Your assignment
Restate the material verbatim, every line included.

Task inputs
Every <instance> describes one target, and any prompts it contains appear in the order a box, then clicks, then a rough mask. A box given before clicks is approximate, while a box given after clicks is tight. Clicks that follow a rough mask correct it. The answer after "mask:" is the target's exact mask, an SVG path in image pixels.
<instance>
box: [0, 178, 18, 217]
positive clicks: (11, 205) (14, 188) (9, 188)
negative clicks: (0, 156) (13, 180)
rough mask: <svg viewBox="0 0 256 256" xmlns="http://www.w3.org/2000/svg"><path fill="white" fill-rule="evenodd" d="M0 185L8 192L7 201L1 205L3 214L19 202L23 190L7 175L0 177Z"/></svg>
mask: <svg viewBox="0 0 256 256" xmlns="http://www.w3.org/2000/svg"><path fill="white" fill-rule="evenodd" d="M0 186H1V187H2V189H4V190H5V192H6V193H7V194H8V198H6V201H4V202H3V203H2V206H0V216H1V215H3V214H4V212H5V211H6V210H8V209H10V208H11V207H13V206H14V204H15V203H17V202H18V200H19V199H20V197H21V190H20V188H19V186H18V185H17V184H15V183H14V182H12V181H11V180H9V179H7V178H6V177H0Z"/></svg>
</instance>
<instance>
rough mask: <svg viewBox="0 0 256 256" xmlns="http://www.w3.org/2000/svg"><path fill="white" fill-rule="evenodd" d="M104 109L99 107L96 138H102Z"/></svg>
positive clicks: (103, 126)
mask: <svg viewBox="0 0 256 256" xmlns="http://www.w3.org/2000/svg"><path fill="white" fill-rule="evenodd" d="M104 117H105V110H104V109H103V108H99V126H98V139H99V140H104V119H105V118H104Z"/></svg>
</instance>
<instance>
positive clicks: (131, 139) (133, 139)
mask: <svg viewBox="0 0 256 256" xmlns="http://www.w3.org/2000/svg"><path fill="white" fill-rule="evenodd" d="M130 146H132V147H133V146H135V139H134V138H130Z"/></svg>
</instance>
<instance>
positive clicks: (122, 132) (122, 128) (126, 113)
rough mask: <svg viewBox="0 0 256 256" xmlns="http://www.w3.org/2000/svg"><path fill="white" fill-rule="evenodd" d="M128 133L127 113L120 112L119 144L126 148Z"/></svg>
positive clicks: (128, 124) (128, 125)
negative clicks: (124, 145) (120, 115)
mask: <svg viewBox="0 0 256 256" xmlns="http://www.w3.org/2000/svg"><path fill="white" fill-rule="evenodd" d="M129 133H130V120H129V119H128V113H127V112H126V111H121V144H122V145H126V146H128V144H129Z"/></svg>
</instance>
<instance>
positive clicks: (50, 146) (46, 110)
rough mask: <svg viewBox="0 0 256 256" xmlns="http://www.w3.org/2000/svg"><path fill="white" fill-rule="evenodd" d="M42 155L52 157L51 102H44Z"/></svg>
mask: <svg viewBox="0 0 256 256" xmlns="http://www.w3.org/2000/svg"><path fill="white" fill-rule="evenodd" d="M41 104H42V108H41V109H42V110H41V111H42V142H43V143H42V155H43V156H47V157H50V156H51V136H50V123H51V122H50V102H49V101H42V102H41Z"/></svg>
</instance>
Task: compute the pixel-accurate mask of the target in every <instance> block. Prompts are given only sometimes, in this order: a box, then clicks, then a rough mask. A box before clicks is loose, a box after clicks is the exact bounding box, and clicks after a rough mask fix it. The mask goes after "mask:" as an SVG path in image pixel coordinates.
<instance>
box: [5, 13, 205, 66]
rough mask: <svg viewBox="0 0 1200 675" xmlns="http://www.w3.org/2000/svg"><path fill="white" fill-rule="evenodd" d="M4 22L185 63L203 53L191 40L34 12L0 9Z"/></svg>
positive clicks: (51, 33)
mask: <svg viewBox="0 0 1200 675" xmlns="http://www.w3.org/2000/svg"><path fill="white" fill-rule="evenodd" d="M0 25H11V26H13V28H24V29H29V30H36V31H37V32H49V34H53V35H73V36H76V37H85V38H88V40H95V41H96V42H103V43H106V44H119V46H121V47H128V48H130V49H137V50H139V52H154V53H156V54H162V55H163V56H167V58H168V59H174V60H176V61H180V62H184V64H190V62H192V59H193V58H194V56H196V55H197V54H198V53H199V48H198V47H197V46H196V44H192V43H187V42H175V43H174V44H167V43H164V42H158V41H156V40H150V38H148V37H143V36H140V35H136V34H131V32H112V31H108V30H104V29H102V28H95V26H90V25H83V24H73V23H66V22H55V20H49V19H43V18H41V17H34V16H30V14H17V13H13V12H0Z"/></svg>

Output for this exercise
Every <instance> describes one target, and any prompts it contains appear in the order a box, then clicks, then a rough mask. A box given before clicks is approximate, while a box given after clicks is tight. Clicks that follow a rough mask correct it. The answer after "mask:" is the target's exact mask, an SVG path in image pixels.
<instance>
box: [0, 178, 18, 217]
positive clicks: (11, 205) (14, 188) (9, 188)
negative clicks: (0, 156) (13, 180)
rough mask: <svg viewBox="0 0 256 256" xmlns="http://www.w3.org/2000/svg"><path fill="white" fill-rule="evenodd" d="M0 185L8 192L7 201L1 205L3 214L19 202L23 190L7 175L0 177Z"/></svg>
mask: <svg viewBox="0 0 256 256" xmlns="http://www.w3.org/2000/svg"><path fill="white" fill-rule="evenodd" d="M0 186H1V187H2V189H4V190H5V192H6V193H7V194H8V198H6V201H4V202H3V203H2V206H0V216H1V215H3V214H4V212H5V211H6V210H8V209H10V208H11V207H13V206H14V204H15V203H17V202H18V200H19V199H20V197H21V190H20V188H19V186H18V185H17V184H15V183H14V182H12V181H11V180H9V179H7V178H6V177H0Z"/></svg>
</instance>
<instance>
rough mask: <svg viewBox="0 0 256 256" xmlns="http://www.w3.org/2000/svg"><path fill="white" fill-rule="evenodd" d="M104 109L99 107L96 138H102Z"/></svg>
positive clicks: (103, 126)
mask: <svg viewBox="0 0 256 256" xmlns="http://www.w3.org/2000/svg"><path fill="white" fill-rule="evenodd" d="M104 117H105V110H104V109H103V108H99V126H98V139H99V140H104V119H105V118H104Z"/></svg>
</instance>
<instance>
positive clicks: (131, 139) (133, 139)
mask: <svg viewBox="0 0 256 256" xmlns="http://www.w3.org/2000/svg"><path fill="white" fill-rule="evenodd" d="M130 146H132V147H133V146H135V139H134V138H130Z"/></svg>
</instance>
<instance>
positive clicks: (122, 132) (122, 128) (126, 113)
rough mask: <svg viewBox="0 0 256 256" xmlns="http://www.w3.org/2000/svg"><path fill="white" fill-rule="evenodd" d="M128 133L127 113L120 112L119 144L126 148Z"/></svg>
positive clicks: (128, 124) (128, 125)
negative clicks: (124, 145) (120, 115)
mask: <svg viewBox="0 0 256 256" xmlns="http://www.w3.org/2000/svg"><path fill="white" fill-rule="evenodd" d="M129 133H130V120H129V119H128V113H127V112H126V111H121V144H122V145H126V146H128V144H129Z"/></svg>
</instance>
<instance>
positive clicks: (50, 146) (46, 110)
rough mask: <svg viewBox="0 0 256 256" xmlns="http://www.w3.org/2000/svg"><path fill="white" fill-rule="evenodd" d="M42 155L52 157L51 102H44Z"/></svg>
mask: <svg viewBox="0 0 256 256" xmlns="http://www.w3.org/2000/svg"><path fill="white" fill-rule="evenodd" d="M41 104H42V108H41V109H42V110H41V111H42V142H43V143H42V155H43V156H47V157H50V156H51V136H50V123H51V122H50V102H49V101H42V102H41Z"/></svg>
</instance>
Task: compute the pixel-accurate mask of the target in every <instance> block. Prompts are given only sometimes, in this order: a box, then clicks, then a rough mask. A box before clicks is loose, a box after clicks is the exact bounding box, and clicks after a rough mask fix it. The mask goes after "mask:" as an SVG path in image pixel coordinates.
<instance>
box: [5, 13, 205, 66]
rough mask: <svg viewBox="0 0 1200 675" xmlns="http://www.w3.org/2000/svg"><path fill="white" fill-rule="evenodd" d="M4 22L185 63L203 53L191 40L34 12L0 9Z"/></svg>
positive clicks: (51, 33)
mask: <svg viewBox="0 0 1200 675" xmlns="http://www.w3.org/2000/svg"><path fill="white" fill-rule="evenodd" d="M0 25H11V26H13V28H24V29H29V30H36V31H37V32H49V34H53V35H73V36H76V37H85V38H88V40H95V41H96V42H103V43H106V44H119V46H121V47H128V48H130V49H137V50H139V52H154V53H156V54H162V55H163V56H167V58H168V59H174V60H176V61H180V62H184V64H190V62H192V59H193V58H194V56H196V55H197V54H198V53H199V48H198V47H197V46H196V44H192V43H187V42H175V43H174V44H167V43H164V42H158V41H156V40H150V38H148V37H143V36H140V35H136V34H131V32H112V31H108V30H104V29H102V28H95V26H90V25H83V24H73V23H66V22H55V20H49V19H43V18H41V17H34V16H30V14H17V13H13V12H0Z"/></svg>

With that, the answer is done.